## Exercise description
What you print should match the entries exactly, only without the pictures.
:::
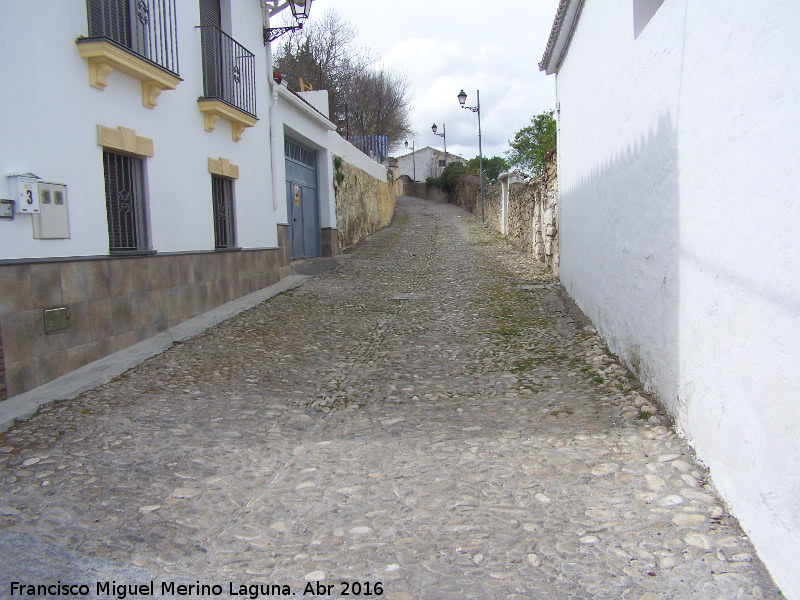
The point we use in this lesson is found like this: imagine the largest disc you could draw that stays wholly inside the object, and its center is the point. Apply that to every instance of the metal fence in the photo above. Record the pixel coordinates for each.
(374, 146)
(229, 70)
(145, 27)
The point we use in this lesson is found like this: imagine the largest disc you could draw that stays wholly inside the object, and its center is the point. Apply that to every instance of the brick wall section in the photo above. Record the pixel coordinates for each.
(116, 302)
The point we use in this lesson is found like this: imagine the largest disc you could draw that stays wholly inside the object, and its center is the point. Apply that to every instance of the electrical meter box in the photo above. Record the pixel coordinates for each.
(24, 190)
(52, 220)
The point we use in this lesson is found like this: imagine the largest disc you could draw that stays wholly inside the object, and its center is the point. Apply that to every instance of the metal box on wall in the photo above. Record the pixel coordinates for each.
(52, 221)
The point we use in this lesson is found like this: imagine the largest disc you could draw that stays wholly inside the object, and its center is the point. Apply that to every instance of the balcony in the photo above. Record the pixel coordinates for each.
(229, 82)
(137, 38)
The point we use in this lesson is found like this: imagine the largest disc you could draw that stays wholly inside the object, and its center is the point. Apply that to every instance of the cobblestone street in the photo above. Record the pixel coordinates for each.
(431, 413)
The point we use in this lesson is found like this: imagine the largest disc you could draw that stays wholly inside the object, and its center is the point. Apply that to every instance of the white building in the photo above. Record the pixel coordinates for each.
(680, 228)
(163, 173)
(425, 162)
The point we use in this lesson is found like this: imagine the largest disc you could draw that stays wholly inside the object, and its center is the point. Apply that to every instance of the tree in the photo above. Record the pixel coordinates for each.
(492, 167)
(377, 102)
(449, 177)
(532, 143)
(363, 99)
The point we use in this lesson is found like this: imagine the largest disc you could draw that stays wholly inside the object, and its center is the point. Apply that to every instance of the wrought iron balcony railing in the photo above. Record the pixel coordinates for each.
(228, 70)
(147, 28)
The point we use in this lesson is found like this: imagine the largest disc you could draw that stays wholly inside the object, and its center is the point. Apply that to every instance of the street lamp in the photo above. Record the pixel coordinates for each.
(462, 99)
(300, 12)
(444, 136)
(413, 157)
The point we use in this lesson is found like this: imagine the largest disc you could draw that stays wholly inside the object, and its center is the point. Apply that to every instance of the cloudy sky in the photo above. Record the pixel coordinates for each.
(446, 45)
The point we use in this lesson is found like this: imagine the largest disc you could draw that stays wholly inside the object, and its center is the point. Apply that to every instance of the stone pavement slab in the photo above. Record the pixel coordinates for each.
(432, 415)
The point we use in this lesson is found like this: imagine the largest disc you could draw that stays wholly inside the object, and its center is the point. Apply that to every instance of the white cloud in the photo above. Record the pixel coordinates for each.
(450, 45)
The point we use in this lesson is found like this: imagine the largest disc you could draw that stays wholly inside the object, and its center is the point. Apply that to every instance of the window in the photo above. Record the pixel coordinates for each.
(145, 28)
(126, 207)
(222, 200)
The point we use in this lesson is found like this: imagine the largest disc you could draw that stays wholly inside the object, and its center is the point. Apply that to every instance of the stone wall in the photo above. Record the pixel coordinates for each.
(404, 186)
(115, 302)
(363, 204)
(532, 209)
(2, 370)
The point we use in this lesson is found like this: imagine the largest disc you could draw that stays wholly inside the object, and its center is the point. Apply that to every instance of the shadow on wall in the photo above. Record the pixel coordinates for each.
(620, 233)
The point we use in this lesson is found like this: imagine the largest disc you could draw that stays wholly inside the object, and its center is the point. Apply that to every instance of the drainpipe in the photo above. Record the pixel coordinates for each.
(275, 150)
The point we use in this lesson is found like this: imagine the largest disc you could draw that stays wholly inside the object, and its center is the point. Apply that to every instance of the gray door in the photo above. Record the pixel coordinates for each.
(301, 197)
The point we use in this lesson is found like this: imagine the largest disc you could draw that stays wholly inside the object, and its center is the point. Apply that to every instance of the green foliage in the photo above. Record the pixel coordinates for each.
(447, 180)
(532, 143)
(492, 167)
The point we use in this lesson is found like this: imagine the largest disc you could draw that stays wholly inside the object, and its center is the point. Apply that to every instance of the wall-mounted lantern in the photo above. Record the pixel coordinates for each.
(300, 11)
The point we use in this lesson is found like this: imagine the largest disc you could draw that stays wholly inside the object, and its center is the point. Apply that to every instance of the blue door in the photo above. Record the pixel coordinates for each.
(302, 203)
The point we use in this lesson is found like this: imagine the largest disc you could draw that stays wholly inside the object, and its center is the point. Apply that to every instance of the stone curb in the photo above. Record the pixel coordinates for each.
(103, 370)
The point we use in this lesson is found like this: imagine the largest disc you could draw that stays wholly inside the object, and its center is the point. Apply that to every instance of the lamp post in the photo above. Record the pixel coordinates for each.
(300, 11)
(462, 99)
(442, 135)
(413, 157)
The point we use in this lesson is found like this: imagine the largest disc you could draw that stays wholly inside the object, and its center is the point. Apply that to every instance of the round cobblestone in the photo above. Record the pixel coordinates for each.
(433, 413)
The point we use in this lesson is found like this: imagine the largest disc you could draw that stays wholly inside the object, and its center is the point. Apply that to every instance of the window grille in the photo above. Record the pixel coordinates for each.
(222, 198)
(125, 202)
(147, 28)
(298, 153)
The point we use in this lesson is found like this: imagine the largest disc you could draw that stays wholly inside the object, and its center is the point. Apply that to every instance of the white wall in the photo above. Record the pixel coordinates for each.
(680, 223)
(354, 156)
(427, 163)
(49, 128)
(305, 125)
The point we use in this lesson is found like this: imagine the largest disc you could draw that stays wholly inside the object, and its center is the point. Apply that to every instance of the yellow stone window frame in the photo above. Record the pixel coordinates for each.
(124, 139)
(223, 168)
(104, 56)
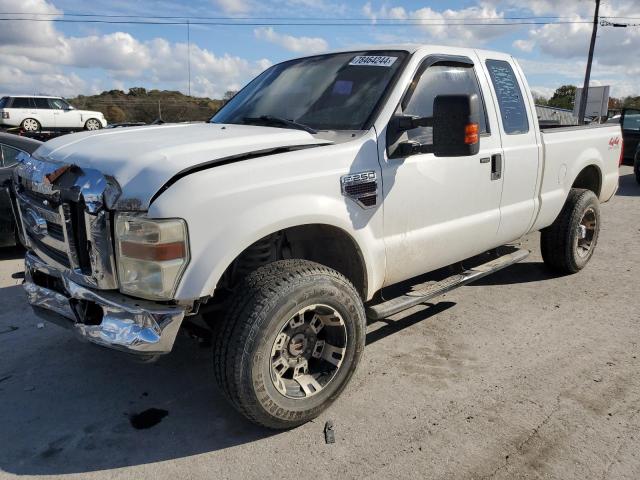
:::
## Answer space
The point we use in this lesson is found like this: imagine the largest disc you could draw that stays wholly inside the object, and its center is the point. Apply that to every instance of the metal fence in the photo above. Record the pixel coordinates for each.
(374, 146)
(229, 70)
(145, 27)
The point we use in this lesson is found like this: imagine the largest disc you could draw that stays wholly inside the object, and its center is the point. Apply that to every instance of the brick wall section in the photo above. Record the pixel coordinates for each.
(116, 302)
The point we use in this lesson is found like this: imagine the largest disc you could draw that stays wholly inside the object, and its center is the point. Apply that to every instance of the electrical meter box in the photo above. Record the pixel coordinates for each.
(24, 190)
(52, 220)
The point we use in this lesson is found like this: imagine the largest disc you could draw that stays wholly inside the object, and its center is the point. Apply that to every instance of the metal box on wall in the photo above. Record the pixel coordinates for each.
(52, 221)
The point we use in this lesson is found like this: imagine the largest disc you could draw that stays wholly inside the object, and its center is the point. Apply that to every instance of the balcony in the photo above. Record the pixel coordinates for each.
(229, 82)
(137, 38)
The point we use in this lesson is found like this: imagine the largest disc you could draw that stays wholly inside the object, and its center is the point. Apply that to every instance of the cobblestone street in the photo above. Record the pixel coordinates for each.
(431, 413)
The point we use in this lesson is found like this: imagine the largest disc you could draw that stays wholly inside the object, and its center is the point. Apply that to every instance of the white building in the photo above. Record the pixel coordinates for each.
(680, 228)
(163, 173)
(425, 162)
The point we use in this lesson is found like this: imagine the largest disc you could draw that stays wholly inside the object, and its center is the point. Apply that to every instance of the tree in the photo above. Record the pixel coordinates for each.
(492, 167)
(377, 102)
(449, 177)
(532, 143)
(363, 99)
The point we use in this lesson is found like this: imagine the largest disc you could draw that stays wholly inside the object, and its center is the point. Apply that to every instance of the wrought iron balcony railing in the photo above. Record the pixel coordinates for each.
(228, 70)
(147, 28)
The point we use in this lesson is found like this: imagine the largest disc you could draw that stays wholly inside the object, and its center is the point. Apply that to every instance of the street lamp in the photo above. Record the pixel coordinates for each.
(462, 99)
(300, 12)
(444, 136)
(413, 157)
The point we use in this lesson is found like this: imagine the largest disc you could draw that stays wholly inside the object, and its center is the point. Apply that to every instance of the cloudy sky in the photo above. Record the pixel coordinates for each.
(446, 45)
The point we use in this lesson is found like this: imagine the largest disc you could draw that stays wholly inside the object, and its center is the point. Apply that to every instance of the stone pavement slab in the photo above. Record the pixel coordinates for each.
(432, 415)
The point we use in this lesson is found like this: imagine the largest disc you could draw that stays wholly inside the object, and its center is the point. Apply that to every instance of the white cloud in the photo above. Record the pixel coordinates for each.
(450, 45)
The point we use in this lesson is found like this: imagine the largest disc you could draw that stays wholly inside the object, and its center is the point. Apply that to every instance of the window in the photo above. Record the pixel coordinates for each.
(145, 28)
(126, 207)
(222, 200)
The point we use in this lesson is found like this: imagine the largest disc you could draw that stays wholly inside the object, and its center is the point. Apply that to every instance of the stone wall in the photo above. Record the pixel coordinates for each.
(404, 186)
(115, 302)
(363, 204)
(532, 209)
(2, 370)
The point we use in this lesson is found like this: imagine the largest disc you could draw that stays wholly inside the object, and its center is the point. Apply that to every instance of the shadow on wall in the photo above. Record the pixel coordinates for each.
(620, 233)
The point we use in this lesson is found like this: imagine the largest disc you could draw that stays wholly inside the object, and its center is the point. Apply that to every instance of the drainpipe in the photo above. Record the pixel coordinates for each.
(275, 150)
The point we use in this lesson is found like this: imagine the largest disc you could draw that stays wholly inside the object, and its center is the point. Apply that to every instance of the gray door in the photo above. Record the pixel coordinates for each.
(301, 197)
The point we use in this lesson is found like this: imagine the largest disc you could draw that stays wholly inside the object, and its center is the point. Apply that to every instance of the green foliage in the photo above. Record the pixel coordinates for each.
(447, 180)
(532, 143)
(492, 167)
The point we use in this lesson is found like this: imagine the largest disc you could draw that stays wholly inside the object, and its center is the point. Apply that to every instance of the wall-mounted lantern in the photo above. Record the pixel coordinates for each.
(300, 11)
The point we use in this lesson is found like this: imagine the largest disc you could draw that stays wholly inside the object, and its center is the point. Apply that to every instance of the blue door in the photo above. Record the pixel coordinates for each.
(302, 203)
The point we use in this lesson is found like this: imagine the largest disc you could draw that stays wholly inside the object, and its center is the point. Apply that to every instance of the stone curb in the photo above. Record the pixel coordinates for each.
(103, 370)
The point we use in this lesson is found like this: imagine the largest disc you could draw that stays wholly inside the object, and its center is the point. Apply that to every instance of the lamp post in the photo above. Record the pixel coordinates for each.
(300, 11)
(462, 99)
(442, 135)
(413, 157)
The point we use in this lesson is found like this: imagine the largest disc you could draw that stays wholly inside the object, and its center is the point. Apply that to every instance of the round cobblestone in the photo above. Record the pixel coordinates for each.
(433, 413)
The point we use in this lesson is found like this: imagine the largest disc you could draw that stays wholly inside the object, and its center is the point. Apply that to every instance of the window grille in the photo above. Record the pixel coordinates for each.
(222, 198)
(125, 202)
(147, 28)
(298, 153)
The point we use in this lesson is found like this: imagine the largest disc you could draw that stays wholly inside the object, and its center is the point. Apply that to every instance of the white wall in the photo above. Record the pixel coordinates for each.
(680, 223)
(354, 156)
(427, 163)
(49, 128)
(305, 125)
The point we use in this lesson is found like this: imagine the largest disc you could draw that stays wholly inside the object, and its center is the point. Apply that to every instance of the yellow stone window frame in the photo above. Record the pixel coordinates for each.
(124, 139)
(223, 168)
(104, 56)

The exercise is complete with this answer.